[Opening Entries provided section]

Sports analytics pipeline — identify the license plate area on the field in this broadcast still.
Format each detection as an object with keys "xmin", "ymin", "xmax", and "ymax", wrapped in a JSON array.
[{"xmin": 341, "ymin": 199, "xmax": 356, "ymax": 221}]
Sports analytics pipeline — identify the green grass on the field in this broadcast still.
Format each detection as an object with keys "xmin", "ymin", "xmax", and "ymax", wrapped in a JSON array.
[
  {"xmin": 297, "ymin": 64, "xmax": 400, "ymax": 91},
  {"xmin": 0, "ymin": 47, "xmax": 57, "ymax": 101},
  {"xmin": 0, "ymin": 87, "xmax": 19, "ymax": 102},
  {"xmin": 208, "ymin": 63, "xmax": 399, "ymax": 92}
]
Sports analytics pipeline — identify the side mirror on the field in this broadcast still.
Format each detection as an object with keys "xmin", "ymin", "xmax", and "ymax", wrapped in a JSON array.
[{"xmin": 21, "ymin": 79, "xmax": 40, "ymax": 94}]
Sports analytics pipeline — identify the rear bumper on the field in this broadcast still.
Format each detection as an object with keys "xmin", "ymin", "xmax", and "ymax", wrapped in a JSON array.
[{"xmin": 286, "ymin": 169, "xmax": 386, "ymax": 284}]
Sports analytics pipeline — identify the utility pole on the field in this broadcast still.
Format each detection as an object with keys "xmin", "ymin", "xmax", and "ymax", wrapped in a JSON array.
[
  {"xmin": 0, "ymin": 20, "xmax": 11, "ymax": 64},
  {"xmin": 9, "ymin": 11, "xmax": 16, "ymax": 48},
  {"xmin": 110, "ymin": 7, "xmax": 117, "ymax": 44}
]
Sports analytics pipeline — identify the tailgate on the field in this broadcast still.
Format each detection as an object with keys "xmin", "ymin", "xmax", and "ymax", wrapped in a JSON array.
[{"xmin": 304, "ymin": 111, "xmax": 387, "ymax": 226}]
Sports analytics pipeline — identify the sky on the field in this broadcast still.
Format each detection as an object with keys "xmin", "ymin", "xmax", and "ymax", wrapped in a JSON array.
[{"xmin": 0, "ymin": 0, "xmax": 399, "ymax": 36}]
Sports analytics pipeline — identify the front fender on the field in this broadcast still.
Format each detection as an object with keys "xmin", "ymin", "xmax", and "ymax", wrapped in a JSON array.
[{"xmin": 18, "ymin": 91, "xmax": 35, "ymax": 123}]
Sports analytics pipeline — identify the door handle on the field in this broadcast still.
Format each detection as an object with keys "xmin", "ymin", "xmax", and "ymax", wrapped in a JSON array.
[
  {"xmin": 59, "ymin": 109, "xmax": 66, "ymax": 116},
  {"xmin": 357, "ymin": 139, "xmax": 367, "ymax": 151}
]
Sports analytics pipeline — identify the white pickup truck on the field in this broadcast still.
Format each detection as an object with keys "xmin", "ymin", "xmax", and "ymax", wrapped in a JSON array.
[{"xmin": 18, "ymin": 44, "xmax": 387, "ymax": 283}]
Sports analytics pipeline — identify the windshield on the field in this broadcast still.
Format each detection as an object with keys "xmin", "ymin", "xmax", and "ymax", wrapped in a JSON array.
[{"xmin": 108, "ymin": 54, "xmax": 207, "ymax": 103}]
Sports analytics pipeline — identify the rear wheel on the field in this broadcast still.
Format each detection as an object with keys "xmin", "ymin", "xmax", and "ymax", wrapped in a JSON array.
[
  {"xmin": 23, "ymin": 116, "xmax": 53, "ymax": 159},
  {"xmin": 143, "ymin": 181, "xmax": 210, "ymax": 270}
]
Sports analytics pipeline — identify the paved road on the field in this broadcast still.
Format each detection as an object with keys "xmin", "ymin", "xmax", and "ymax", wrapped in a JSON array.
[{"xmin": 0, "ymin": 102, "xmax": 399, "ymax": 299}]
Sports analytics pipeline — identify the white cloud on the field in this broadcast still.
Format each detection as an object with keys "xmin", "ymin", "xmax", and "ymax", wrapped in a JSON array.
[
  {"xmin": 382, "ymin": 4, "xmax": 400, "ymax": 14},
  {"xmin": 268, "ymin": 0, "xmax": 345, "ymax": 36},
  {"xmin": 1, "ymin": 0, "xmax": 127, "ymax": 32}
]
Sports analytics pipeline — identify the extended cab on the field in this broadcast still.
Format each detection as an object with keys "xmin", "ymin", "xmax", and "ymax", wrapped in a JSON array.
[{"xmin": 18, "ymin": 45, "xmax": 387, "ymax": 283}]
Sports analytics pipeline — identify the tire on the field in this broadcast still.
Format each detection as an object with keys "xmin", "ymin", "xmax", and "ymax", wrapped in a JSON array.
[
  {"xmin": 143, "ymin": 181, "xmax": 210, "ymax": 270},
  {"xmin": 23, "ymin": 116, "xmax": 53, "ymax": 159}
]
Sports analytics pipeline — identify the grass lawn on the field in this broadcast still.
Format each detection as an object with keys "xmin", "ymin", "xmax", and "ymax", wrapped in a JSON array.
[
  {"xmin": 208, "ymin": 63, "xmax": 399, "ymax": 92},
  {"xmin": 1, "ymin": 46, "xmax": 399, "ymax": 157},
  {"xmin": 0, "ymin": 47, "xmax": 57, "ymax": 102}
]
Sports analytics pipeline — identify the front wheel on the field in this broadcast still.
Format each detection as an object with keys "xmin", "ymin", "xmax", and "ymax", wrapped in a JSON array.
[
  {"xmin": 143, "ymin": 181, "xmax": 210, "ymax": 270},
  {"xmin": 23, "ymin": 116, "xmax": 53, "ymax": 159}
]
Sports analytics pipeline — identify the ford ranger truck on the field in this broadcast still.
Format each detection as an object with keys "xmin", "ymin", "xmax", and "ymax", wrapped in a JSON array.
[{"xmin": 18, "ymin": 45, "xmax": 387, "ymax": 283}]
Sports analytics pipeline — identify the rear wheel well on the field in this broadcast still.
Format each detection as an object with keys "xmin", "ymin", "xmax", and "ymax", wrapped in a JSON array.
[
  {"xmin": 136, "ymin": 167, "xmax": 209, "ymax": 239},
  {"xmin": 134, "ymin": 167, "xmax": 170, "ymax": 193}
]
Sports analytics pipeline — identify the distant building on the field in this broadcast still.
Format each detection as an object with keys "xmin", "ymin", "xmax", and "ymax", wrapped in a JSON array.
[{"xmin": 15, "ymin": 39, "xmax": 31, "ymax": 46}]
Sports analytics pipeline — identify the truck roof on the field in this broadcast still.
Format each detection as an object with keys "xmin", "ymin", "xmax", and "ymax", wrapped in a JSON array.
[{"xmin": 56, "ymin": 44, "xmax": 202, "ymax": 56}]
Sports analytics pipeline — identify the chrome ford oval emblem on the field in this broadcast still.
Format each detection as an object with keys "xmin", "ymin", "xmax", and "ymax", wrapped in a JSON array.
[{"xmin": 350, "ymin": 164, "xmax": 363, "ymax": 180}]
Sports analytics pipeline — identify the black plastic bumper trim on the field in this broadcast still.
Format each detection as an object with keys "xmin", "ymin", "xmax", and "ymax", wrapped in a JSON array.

[Closing Entries provided section]

• **Instructions for the task**: Copy every line in the data above that has the string "truck" in it.

• **Problem solution**:
Sports analytics pipeline — identify the white pickup truck on the field in this broadcast still.
Sports analytics pipeline — identify the ford ranger truck on the field in this broadcast still.
Sports analytics pipeline — identify the truck roof on the field in this broadcast still.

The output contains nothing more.